Phrase grounding data:
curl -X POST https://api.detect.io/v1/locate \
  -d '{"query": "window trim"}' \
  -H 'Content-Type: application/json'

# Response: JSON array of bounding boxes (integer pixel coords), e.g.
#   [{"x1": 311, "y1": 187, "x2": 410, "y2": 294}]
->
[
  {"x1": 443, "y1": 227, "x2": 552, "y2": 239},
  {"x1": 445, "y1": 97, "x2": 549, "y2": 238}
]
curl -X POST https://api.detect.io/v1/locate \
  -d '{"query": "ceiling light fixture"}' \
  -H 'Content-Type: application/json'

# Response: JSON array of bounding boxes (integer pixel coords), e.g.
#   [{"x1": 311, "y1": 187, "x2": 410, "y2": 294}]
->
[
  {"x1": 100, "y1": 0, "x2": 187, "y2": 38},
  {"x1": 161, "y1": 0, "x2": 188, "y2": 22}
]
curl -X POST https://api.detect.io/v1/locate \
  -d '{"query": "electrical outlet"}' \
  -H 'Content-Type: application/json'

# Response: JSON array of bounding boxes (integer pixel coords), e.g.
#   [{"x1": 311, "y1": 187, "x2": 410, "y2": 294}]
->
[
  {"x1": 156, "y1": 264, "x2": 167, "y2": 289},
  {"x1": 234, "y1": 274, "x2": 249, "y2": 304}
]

---

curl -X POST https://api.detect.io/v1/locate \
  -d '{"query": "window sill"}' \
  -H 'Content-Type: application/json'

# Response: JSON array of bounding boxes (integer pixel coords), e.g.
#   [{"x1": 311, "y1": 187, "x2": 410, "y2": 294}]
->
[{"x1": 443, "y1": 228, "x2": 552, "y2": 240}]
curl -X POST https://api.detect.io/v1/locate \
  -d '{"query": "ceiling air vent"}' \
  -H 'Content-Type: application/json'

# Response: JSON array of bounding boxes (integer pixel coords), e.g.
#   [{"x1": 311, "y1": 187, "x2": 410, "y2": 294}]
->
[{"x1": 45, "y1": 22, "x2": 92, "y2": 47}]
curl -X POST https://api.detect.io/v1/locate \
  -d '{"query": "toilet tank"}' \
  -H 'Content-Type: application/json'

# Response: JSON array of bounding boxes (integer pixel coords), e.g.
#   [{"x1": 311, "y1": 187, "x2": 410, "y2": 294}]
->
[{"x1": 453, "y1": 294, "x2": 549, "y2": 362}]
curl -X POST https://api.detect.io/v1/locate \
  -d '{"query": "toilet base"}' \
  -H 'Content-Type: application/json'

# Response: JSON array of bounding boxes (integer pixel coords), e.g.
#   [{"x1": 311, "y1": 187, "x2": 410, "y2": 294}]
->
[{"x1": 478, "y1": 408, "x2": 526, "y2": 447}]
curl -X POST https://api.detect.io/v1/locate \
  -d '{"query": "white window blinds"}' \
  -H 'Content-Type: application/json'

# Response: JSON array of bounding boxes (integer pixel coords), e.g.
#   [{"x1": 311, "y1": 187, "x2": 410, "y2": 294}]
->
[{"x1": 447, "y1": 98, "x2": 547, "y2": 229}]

---

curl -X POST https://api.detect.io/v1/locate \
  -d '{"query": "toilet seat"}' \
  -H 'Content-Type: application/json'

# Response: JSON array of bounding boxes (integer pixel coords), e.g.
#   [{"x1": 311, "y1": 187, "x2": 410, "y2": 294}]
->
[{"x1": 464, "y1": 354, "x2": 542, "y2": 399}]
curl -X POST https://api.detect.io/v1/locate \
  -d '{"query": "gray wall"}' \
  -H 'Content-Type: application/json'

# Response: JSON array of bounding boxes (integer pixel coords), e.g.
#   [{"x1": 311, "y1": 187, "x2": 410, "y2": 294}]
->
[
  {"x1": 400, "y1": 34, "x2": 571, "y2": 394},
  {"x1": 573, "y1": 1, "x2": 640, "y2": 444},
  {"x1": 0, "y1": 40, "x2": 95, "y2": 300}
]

### Task directions
Go through the entries above and pull out each line with "toilet" in it.

### Answer box
  -d '{"query": "toilet tank"}' \
  -d '{"query": "toilet base"}' \
  -d '{"query": "toilet seat"}' \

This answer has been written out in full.